*Your objective*.
In the opinion piece below, condense the paragraph beginning "The latest blast from the late-night world" into a short bulleted list that keeps its main facts.

[Selected text Boundary: Start]

Liberals are becoming way too snide.

Liberals are paralyzed by woke culture.

Liberals keep sounding apocalyptic alarms about the dreadful state of society when things have actually gotten much better.

Those aren’t my words, though much of it boils down to common sense. It’s what some leading left-wingers are saying these days.

And it’s an important conversation. Since the left-leaning media are heavily focused on the fringes of conservatism, especially in this conspiratorial age, the outrages and excesses of their own side often go overlooked.

That’s why it draws outsized attention when someone like Jon Stewart, the left’s favorite comedian, implicitly rebukes his ideological brethren by proclaiming that, of course, the Wuhan lab-leak theory is not looney tunes but likely.

The latest blast from the late-night world comes from Bill Maher. The HBO host went off on liberal nuttiness, as he is increasingly wont to do. That doesn’t mean that Maher, who at times is a big-time Democratic donor, doesn’t still rip Republicans to shreds. But he is intellectually honest enough to be repelled by idiocy on the left.

[Selected text Boundary: End]
[Dataset entries Boundary: Start]

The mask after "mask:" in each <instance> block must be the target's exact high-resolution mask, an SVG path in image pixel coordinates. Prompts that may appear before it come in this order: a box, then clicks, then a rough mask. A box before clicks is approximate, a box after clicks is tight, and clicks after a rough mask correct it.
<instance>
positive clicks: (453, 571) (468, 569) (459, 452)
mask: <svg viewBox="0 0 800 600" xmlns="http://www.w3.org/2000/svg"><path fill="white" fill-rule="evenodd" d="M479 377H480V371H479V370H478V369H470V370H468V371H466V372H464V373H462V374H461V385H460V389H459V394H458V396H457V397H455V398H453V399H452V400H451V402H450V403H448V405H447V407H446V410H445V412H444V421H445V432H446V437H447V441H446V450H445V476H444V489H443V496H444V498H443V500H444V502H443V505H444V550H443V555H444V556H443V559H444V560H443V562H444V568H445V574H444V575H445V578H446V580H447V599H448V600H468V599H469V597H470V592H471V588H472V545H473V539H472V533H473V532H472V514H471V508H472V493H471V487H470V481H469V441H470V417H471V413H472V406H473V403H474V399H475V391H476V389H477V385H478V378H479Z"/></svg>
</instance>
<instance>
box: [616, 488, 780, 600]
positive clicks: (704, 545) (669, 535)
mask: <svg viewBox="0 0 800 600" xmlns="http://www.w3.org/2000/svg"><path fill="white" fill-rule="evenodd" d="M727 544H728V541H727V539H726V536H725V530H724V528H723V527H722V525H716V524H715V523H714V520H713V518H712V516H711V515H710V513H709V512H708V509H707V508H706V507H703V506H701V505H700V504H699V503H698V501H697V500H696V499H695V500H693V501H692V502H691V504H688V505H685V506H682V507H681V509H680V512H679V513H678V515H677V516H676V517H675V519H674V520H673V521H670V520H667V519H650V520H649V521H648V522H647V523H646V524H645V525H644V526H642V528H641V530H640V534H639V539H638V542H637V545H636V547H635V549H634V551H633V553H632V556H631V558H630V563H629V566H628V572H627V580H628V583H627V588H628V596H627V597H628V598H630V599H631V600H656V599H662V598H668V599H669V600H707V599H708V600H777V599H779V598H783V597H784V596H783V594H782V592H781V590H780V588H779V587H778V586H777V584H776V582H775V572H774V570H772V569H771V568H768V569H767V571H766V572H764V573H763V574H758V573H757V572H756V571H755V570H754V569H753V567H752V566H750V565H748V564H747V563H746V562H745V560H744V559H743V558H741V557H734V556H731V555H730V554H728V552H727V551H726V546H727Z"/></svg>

[Dataset entries Boundary: End]

*Task response*.
- The latest late-night criticism comes from HBO host Bill Maher, who went off on liberal nuttiness, as he increasingly does.
- Maher, at times a big-time Democratic donor, still rips Republicans to shreds.
- He is intellectually honest enough to be repelled by idiocy on the left.